*PROBLEM TO WORK ON*: Repeat all entries below exactly as shown.

===

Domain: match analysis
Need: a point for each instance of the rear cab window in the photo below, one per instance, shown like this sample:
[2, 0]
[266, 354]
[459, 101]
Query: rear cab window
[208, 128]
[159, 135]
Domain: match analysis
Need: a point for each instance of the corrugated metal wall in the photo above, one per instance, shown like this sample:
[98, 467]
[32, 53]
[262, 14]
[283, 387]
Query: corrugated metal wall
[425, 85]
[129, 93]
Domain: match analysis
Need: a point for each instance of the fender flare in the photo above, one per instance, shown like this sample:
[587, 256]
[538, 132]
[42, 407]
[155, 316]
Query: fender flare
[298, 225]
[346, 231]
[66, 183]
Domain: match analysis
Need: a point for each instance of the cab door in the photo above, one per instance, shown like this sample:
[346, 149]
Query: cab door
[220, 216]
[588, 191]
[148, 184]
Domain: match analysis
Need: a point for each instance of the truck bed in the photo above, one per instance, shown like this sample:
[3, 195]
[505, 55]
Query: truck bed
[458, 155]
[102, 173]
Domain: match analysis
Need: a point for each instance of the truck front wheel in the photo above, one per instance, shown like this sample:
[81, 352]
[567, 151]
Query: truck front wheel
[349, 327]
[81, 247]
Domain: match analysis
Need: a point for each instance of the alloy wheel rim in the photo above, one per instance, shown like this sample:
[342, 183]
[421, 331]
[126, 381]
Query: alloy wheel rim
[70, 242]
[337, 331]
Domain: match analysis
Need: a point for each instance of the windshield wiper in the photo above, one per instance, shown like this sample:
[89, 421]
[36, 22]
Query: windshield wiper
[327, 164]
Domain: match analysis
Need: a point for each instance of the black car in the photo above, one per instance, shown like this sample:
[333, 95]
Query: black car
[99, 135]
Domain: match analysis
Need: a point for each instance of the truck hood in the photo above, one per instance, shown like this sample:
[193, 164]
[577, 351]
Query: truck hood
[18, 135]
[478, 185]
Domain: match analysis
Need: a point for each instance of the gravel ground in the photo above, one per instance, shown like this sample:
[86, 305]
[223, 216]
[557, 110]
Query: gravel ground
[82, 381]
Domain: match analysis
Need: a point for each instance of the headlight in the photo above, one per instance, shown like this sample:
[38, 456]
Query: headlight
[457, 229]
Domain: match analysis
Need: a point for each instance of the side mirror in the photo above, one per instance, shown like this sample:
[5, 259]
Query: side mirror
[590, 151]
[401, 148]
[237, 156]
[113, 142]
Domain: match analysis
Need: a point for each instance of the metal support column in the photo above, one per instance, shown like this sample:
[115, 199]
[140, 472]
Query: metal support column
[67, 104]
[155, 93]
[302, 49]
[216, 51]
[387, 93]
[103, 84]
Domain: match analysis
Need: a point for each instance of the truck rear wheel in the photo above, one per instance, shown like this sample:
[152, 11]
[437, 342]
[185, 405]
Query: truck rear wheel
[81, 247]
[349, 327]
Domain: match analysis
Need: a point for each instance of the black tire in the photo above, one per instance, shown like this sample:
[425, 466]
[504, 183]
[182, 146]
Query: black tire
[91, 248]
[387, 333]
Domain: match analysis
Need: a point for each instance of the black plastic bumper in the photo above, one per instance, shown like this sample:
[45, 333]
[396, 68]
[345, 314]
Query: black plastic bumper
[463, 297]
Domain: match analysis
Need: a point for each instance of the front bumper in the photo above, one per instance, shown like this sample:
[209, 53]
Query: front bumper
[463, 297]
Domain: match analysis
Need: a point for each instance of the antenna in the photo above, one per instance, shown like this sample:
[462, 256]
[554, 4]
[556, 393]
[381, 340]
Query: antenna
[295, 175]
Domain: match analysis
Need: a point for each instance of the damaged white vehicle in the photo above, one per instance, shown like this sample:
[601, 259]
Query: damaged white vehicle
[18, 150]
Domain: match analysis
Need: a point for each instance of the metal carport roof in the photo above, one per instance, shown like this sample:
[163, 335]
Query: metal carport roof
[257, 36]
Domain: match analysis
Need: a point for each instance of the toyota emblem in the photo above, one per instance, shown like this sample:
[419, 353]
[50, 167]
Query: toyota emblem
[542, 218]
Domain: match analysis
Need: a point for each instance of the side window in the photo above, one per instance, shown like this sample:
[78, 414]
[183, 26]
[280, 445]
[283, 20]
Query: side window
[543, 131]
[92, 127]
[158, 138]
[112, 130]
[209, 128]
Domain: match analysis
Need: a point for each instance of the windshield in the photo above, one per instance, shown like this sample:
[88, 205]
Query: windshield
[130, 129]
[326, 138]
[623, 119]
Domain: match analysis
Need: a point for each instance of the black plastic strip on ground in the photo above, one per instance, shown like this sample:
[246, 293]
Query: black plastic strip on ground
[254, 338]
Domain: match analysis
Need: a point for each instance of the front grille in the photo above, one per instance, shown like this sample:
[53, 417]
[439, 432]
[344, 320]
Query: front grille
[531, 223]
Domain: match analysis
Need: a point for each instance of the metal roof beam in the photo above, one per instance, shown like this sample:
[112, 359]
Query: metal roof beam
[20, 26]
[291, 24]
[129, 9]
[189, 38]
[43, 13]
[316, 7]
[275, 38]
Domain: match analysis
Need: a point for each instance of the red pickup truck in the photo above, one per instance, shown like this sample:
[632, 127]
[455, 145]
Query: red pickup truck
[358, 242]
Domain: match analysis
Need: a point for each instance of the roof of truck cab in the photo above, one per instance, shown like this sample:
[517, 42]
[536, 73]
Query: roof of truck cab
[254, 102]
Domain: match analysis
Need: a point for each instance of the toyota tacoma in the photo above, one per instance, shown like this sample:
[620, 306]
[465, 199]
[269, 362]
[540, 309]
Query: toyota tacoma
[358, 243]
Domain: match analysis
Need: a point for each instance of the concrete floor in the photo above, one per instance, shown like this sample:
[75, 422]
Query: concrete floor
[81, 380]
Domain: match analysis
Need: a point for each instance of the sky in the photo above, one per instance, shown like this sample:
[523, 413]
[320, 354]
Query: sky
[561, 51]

===

*OUTPUT*:
Domain: match analysis
Need: a point for each instance of the rear cab window in the photo below, one per instance, shown like this sample:
[2, 0]
[266, 354]
[459, 101]
Query: rear cab window
[208, 128]
[159, 135]
Domain: match analysis
Need: a point for each instance of the corrugated metal wall in the photo above, one per instance, shown like this sample:
[98, 467]
[32, 53]
[262, 14]
[283, 387]
Query: corrugated metal wall
[425, 85]
[129, 93]
Domain: match analysis
Need: a point for each instance of the fender flare in the photo above, one per instance, shown like this sample:
[587, 256]
[538, 132]
[42, 407]
[155, 316]
Query: fender flare
[298, 225]
[346, 231]
[66, 183]
Domain: match analysis
Need: a point for each instance of the cab door in the photo above, one per instance, shown like this sample:
[346, 149]
Query: cab door
[220, 216]
[588, 191]
[148, 184]
Domain: match analysis
Need: a point for each instance of the truck bed in the photo above, one per instance, shown like this sample:
[3, 195]
[505, 55]
Query: truck bed
[458, 155]
[102, 173]
Domain: match analysis
Need: a point for each instance of the truck front wheel in the photo above, one per instance, shown like this sample:
[81, 352]
[567, 151]
Query: truck front wheel
[349, 327]
[81, 247]
Domain: match analysis
Need: a point for each instance of the alloy wheel rim in the photo above, one per instance, shown like this sample:
[342, 183]
[421, 331]
[126, 381]
Query: alloy wheel rim
[70, 242]
[337, 331]
Domain: match analysis
Need: a point for each instance of the windshield wiper in the photo above, one per instance, shown like this sample:
[89, 421]
[36, 22]
Query: windshield wiper
[327, 164]
Domain: match analysis
Need: a point for each instance of the black car in the photo above, one per instance, shown like this sample:
[333, 95]
Query: black car
[99, 135]
Domain: match analysis
Need: a point for each instance of the truck hood in the photo above, one per instance, shown like this sample:
[193, 164]
[577, 351]
Query: truck hood
[18, 135]
[478, 185]
Domain: match analysis
Need: a point for each instance of the gravel ground in the photo above, one per instance, shown like this sample:
[86, 305]
[223, 216]
[557, 110]
Query: gravel ground
[82, 381]
Domain: match analysis
Need: a point for each instance of the headlight in the photo above, one per instance, shown like this sample:
[38, 456]
Query: headlight
[457, 229]
Domain: match analysis
Need: a point for each instance of the side mirror in the photo above, one per instance, shown like this sample:
[5, 259]
Query: side mirror
[590, 151]
[401, 148]
[237, 156]
[113, 142]
Domain: match analysis
Need: a point for each instance of the metal support column in the photo above, one per instance, shown like this sample:
[115, 199]
[140, 472]
Query: metal support column
[67, 104]
[155, 93]
[302, 49]
[216, 51]
[387, 93]
[103, 84]
Domain: match analysis
Need: a point for each instance of the truck rear wheel in the photo above, one per instance, shown like this sample:
[152, 11]
[437, 342]
[185, 405]
Query: truck rear wheel
[81, 247]
[349, 327]
Domain: match analysis
Need: a point for each instance of the black tire in the photo above, one per instance, shown like this sample:
[425, 466]
[504, 183]
[182, 146]
Query: black tire
[91, 248]
[387, 333]
Domain: match analysis
Need: a point for each instance of the black plastic bumper in the photo above, one per instance, shown like this sample:
[45, 333]
[396, 68]
[345, 314]
Query: black plastic bumper
[463, 297]
Domain: match analysis
Need: a point for each instance of the front bumper in the photo above, one per instance, shown like this sample:
[209, 53]
Query: front bumper
[463, 297]
Domain: match analysis
Need: a point for each instance of the antenna in the photo above, one per instance, shown like this sample:
[462, 256]
[554, 4]
[556, 393]
[381, 340]
Query: antenna
[295, 175]
Domain: match analysis
Need: a point for each instance of the damaged white vehicle in the photo above, one per instance, shown like this sample:
[601, 259]
Query: damaged white vehicle
[18, 150]
Domain: match analysis
Need: a point for each instance of the metal carport roof in the photo above, one per instance, shown like this sample:
[163, 335]
Query: metal carport roof
[257, 36]
Domain: match analysis
Need: a point for each instance of the toyota emblem in the photo above, one per instance, shown like this sample:
[419, 353]
[50, 167]
Query: toyota emblem
[542, 218]
Domain: match analysis
Need: a point for each instance of the side window in the photo above, one per instance, shown like this sample:
[78, 414]
[183, 26]
[280, 445]
[283, 20]
Query: side window
[543, 131]
[92, 127]
[158, 138]
[112, 130]
[209, 128]
Domain: match analysis
Need: a point for each instance of the windshield in the photo above, one per instance, shown like this sample:
[88, 205]
Query: windshield
[130, 129]
[326, 138]
[623, 119]
Domain: match analysis
Need: a point for each instance of the black plastic strip on ground in the photo above, one per instance, shown like this sample:
[246, 293]
Query: black plastic strip on ground
[254, 338]
Domain: match analysis
Need: a point for each instance of the front grille in the photo above, one per instance, shown like this sample:
[53, 417]
[439, 432]
[344, 320]
Query: front grille
[531, 223]
Domain: match analysis
Need: a point for each instance of the metal roof beam in the photo above, one per instance, shown like this sample:
[112, 359]
Query: metal roof beam
[20, 26]
[291, 24]
[129, 9]
[189, 38]
[43, 13]
[316, 7]
[275, 38]
Domain: match analysis
Need: a point for each instance of the red pickup truck in the photo above, one per instance, shown like this sample:
[632, 127]
[455, 145]
Query: red pickup truck
[358, 242]
Domain: match analysis
Need: a point for each instance of the roof of truck cab in the photo above, one per instance, shown like this sample:
[517, 42]
[536, 73]
Query: roof of truck cab
[254, 102]
Domain: match analysis
Need: a point for each instance of the toyota tacoma in the photo above, one per instance, shown like this sample:
[620, 306]
[465, 199]
[269, 362]
[540, 309]
Query: toyota tacoma
[358, 243]
Domain: match analysis
Need: a point for each instance of the concrete floor in the photo above, one per instance, shown like this sample:
[75, 422]
Query: concrete floor
[81, 380]
Domain: match analysis
Need: a point for each instance of the sky in the photo above, one per instance, shown like this sample:
[523, 413]
[320, 354]
Query: sky
[561, 51]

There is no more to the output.